Or, il serait envisageable de modifier cette dernière définition, afin d’y voir, en vertu de l’inclination de la présidence américaine actuelle, un libéralisme autoritaire à la couleur particulière. Bien que la pratique démocratique ait servi à lui accorder le pouvoir, la suite vise à le conserver, en capitalisant sur diverses manoeuvres de manipulation médusant l’opinion publique et les mentalités. Mais avant de s’intéresser à ce qui se trame à l’intérieur du pays, débutons avec les relations extérieures.

Sans reprendre tout ce qui a été dit au sujet des actions contre ses partenaires commerciaux, une chose revient sans cesse en songeant à la présidence américaine, c’est-à-dire l’imprévisibilité et l’illogisme. Si l’avenue tend vers la psychose, il existe pourtant une rationalité derrière cette activité jugée irrationnelle et troublée, puisqu’une explication théorique apparaît. La Théorie du fou (ou « madman theory ») rappelle la présidence de Richard Nixon, particulièrement durant la Guerre du Vietnam, et le principe consiste en ceci : «  ‘‘En politique étrangère, un dirigeant imprévisible et irrationnel aurait l’avantage dans les négociations internationales’’  » (cité dans Fischer, 2025, 14 février). C’est la crainte de l’escalade qui amène les autres dirigeantEs à vouloir amadouer l’adepte de cette théorie, de façon à accepter des compromis. Par cette stratégie de l’imprévisibilité, le but vise à déstabiliser et à prendre en main la gouverne de la négociation. Mais à cela s’ajoute la submersion d’informations pouvant en plus être contradictoires. Et comme le souligne Élodie Mielczareck, sémiologue spécialisée dans le langage verbal et non verbal, au média Ouest-France  : «  ‘‘Le chaos profite toujours à celui qui l’organise’’  » (cité dans Fischer, 2025, 14 février). Tous les moyens de communication peuvent servir à mettre en oeuvre la stratégie, alors que l’objectif revient évidemment à lancer toutes sortes d’informations et même des absurdités dans le but de rendre hébétés tout genre d’opposants (dirigeantEs d’autres pays, adversaires politiques, médias traditionnels, etc.).

-*-

_CONSIGNES_:
1. D'après le texte sur la présidence américaine, à quelle présidence la Théorie du fou est-elle rattachée ?
2. Poursuivez, s'il vous plaît, le texte sur la présidence américaine après sa dernière phrase.
La liste qui vient ensuite est un matériau à part, sans lien avec le texte.

_MATÉRIEL_:
-*-

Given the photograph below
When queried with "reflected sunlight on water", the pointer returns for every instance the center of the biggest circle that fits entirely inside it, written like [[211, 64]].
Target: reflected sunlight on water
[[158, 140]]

-*-

_RÉPONSES_:
1. À la présidence de Richard Nixon, particulièrement durant la guerre du Vietnam.

2.
En revenant sur Nixon et la Guerre du Vietnam, alors que des manoeuvres ont été exécutées par la présidence afin de dissoudre dans la pléthore les oppositions, Arendt (2009, p. 333) avait dénoncé cette volonté à nourrir l’amnésie collective, voire ces :

« plus vieilles méthodes que le genre humain a développées pour se débarrasser des réalités déplaisantes […]. Oublions le Viêt-nam, oublions le Watergate, oublions la dissimulation et la dissimulation de la dissimulation imposée par le pardon présidentiel prématuré au principal acteur de l’affaire, lequel refuse même aujourd’hui d’admettre aucune malversation ; ce n’est pas l’amnistie, mais l’amnésie qui guérira nos blessures. »

Si la Théorie du fou sert à faire oublier, elle peut tout aussi bien servir à faire accepter certaines choses qui, normalement, seraient inacceptables. La ruse se déploie dans la menace et le chaos engendré. Il est question de prendre les rênes de la négociation, de démontrer une supériorité à même ce qui semble être l’irrationalité. Mais le facteur de l’inacceptable s’avère capital, au point où on peut envisager non pas l’oubli, comme l’a présenté Arendt, mais l’encouragement au changement de façon à faire approuver par la population des idées pouvant être extrêmes (ou radicales).


La Fenêtre d’Overton et la légalisation de la dictature

Dans le tournant du milieu du XXe siècle, Friedrich A. Hayek (2013[1946], p. 163) était préoccupé par les idées vantant une intervention plus marquée de l’État, au point de mener vers le totalitarisme, et rappelait les motifs de la propagande :

« La manière la plus efficace de diriger les efforts de tous vers l’objectif du plan social, c’est d’amener chacun à croire en cet objectif. Il ne suffit pas que tout homme soit obligé de travailler à la réalisation des mêmes buts pour que le système totalitaire fonctionne bien. Il est essentiel que les gens les adoptent. Il faut désigner aux gens un but, le leur imposer, mais il faut aussi qu’il devienne un article de foi, une croyance générale qui fera agir les individus avec toute la spontanéité désirée. Si l’oppression dans les pays totalitaires est moins ressentie qu’on ne l’imagine dans les pays libéraux, c’est que les gouvernements totalitaires réussissent très bien à faire penser le peuple de la manière qui leur convient. »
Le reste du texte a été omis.